### Task to complete
Reproduce the items from their beginning through the line containing "[[[19,119],[28,118],[34,99],[34,88],[0,77],[0,92],[12,93]]]", switching "fence picket" to "picket fence" and leaving everything else unchanged.

[start Data provided]

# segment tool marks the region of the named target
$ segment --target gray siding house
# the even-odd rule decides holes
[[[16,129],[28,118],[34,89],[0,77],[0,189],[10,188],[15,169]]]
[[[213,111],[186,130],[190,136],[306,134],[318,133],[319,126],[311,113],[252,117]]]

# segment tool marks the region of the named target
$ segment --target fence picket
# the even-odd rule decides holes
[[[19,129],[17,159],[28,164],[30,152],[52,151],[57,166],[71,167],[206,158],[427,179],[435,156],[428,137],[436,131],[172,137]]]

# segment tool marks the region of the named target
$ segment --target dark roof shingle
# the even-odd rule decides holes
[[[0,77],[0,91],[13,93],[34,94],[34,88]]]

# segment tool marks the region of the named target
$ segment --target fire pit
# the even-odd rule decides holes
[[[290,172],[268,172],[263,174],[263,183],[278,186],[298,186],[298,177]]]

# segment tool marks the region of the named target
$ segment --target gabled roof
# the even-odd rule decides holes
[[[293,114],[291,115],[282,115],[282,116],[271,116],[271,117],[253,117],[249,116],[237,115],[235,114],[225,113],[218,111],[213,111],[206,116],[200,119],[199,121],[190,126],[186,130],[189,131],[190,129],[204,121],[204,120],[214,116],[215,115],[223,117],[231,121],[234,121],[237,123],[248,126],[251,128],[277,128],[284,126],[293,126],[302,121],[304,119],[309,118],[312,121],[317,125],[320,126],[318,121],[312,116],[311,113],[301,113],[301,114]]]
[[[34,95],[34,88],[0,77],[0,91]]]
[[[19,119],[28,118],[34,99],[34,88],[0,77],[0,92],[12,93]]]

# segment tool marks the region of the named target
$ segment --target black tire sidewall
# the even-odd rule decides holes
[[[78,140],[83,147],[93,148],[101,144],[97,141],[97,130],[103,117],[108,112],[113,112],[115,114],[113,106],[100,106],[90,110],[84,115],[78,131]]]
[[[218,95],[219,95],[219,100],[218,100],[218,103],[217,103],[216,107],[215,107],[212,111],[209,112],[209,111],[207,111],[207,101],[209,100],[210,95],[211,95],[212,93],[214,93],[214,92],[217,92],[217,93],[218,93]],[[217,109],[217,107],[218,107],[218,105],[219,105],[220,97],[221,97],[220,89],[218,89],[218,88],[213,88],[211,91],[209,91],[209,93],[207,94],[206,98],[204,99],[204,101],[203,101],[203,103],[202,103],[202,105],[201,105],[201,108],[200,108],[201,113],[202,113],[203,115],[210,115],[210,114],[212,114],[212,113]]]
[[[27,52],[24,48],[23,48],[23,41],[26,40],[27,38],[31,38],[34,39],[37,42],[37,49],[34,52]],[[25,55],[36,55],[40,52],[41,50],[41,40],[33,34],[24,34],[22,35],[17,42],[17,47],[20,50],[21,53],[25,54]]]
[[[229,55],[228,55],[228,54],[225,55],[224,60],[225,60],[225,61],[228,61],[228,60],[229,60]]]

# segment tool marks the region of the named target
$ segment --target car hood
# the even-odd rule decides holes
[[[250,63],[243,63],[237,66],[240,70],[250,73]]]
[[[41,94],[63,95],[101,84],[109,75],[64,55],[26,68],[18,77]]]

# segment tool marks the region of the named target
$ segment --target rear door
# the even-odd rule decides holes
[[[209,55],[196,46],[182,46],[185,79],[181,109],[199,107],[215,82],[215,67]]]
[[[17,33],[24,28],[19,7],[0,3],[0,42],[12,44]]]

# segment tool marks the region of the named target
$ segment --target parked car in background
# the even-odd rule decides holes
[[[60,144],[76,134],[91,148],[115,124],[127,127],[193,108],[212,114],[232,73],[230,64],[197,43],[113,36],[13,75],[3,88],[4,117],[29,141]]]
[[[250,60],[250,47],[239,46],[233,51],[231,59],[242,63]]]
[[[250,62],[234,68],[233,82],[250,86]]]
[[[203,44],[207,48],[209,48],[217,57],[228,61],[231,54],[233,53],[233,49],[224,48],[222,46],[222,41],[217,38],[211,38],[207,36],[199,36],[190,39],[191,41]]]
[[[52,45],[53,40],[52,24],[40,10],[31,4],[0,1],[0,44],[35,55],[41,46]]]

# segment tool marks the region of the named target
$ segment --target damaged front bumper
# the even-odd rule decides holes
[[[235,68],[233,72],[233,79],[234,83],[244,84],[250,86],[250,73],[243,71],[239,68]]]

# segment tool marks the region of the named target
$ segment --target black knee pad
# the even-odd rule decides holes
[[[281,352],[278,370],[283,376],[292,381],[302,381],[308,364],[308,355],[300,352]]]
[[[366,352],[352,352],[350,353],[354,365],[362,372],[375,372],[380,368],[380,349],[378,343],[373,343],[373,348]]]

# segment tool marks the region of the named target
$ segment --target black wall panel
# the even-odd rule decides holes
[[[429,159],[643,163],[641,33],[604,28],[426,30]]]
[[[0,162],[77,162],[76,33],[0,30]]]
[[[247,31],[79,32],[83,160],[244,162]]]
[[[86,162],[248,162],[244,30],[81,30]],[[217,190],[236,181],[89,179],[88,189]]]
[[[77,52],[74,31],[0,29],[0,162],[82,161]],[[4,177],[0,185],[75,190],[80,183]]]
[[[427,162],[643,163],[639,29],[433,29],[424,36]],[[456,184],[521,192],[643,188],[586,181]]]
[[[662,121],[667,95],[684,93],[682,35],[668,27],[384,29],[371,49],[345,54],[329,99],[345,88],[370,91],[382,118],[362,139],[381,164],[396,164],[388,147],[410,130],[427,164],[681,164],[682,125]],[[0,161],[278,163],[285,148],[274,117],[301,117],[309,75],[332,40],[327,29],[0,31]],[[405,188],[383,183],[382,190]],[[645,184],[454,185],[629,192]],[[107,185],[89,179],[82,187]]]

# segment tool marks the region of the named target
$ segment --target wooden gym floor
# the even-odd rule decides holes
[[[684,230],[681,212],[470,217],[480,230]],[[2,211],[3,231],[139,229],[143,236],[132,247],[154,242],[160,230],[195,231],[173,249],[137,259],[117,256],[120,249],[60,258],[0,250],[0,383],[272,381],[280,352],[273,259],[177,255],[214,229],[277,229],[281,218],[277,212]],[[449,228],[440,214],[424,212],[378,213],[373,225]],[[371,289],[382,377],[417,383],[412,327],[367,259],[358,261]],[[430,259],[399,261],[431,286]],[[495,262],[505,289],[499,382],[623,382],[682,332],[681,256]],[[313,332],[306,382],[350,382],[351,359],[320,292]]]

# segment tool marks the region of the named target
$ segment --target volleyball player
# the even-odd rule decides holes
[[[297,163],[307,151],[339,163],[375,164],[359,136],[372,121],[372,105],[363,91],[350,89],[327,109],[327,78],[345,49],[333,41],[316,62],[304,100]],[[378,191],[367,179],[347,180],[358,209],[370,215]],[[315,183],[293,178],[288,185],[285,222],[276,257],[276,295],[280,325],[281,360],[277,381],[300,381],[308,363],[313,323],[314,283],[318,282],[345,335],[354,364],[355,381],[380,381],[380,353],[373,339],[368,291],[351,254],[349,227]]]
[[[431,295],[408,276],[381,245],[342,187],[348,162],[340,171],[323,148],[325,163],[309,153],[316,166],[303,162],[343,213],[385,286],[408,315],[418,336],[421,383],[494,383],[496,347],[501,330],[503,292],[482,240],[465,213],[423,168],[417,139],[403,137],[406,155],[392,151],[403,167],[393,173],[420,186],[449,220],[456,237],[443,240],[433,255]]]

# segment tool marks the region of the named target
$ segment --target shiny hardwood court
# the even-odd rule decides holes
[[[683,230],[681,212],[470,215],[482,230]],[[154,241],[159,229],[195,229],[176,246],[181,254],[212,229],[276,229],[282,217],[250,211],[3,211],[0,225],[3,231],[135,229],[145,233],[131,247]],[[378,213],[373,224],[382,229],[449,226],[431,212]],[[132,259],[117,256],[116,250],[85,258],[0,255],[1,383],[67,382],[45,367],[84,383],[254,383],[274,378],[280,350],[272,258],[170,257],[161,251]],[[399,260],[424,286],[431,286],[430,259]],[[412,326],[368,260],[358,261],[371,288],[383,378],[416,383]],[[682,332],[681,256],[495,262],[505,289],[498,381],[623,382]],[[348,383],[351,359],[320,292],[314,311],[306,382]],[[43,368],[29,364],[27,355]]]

[end Data provided]

### Output for this task
# segment tool marks the region of the named target
$ segment --target gray siding house
# the even-odd rule decides holes
[[[16,129],[28,118],[34,89],[0,77],[0,189],[10,188],[15,169]]]
[[[213,111],[186,130],[190,136],[306,134],[318,133],[319,126],[311,113],[252,117]]]

# segment tool marks the region of the named target
$ segment --target picket fence
# the even-odd rule decides holes
[[[19,129],[17,159],[28,164],[30,152],[52,151],[57,166],[71,167],[206,158],[427,179],[435,156],[428,137],[436,131],[172,137]]]

# segment tool marks the region of the named target
$ segment --target dark roof shingle
# the even-odd rule decides holes
[[[0,77],[0,91],[13,93],[34,94],[34,88]]]

# segment tool marks the region of the named target
$ segment --target fire pit
# the even-odd rule decides holes
[[[290,172],[268,172],[263,174],[263,183],[278,186],[298,186],[298,177]]]

# segment tool marks the region of the named target
$ segment --target gabled roof
# the even-odd rule decides holes
[[[293,114],[291,115],[282,115],[282,116],[271,116],[271,117],[253,117],[249,116],[237,115],[235,114],[225,113],[218,111],[213,111],[206,116],[200,119],[199,121],[190,126],[186,130],[189,131],[190,129],[204,121],[204,120],[214,116],[215,115],[223,117],[231,121],[234,121],[237,123],[248,126],[251,128],[277,128],[284,126],[293,126],[302,121],[304,119],[309,118],[312,121],[317,125],[320,126],[318,121],[312,116],[311,113],[301,113],[301,114]]]
[[[34,95],[34,88],[0,77],[0,91]]]
[[[19,119],[28,118],[34,99],[34,88],[0,77],[0,92],[12,93]]]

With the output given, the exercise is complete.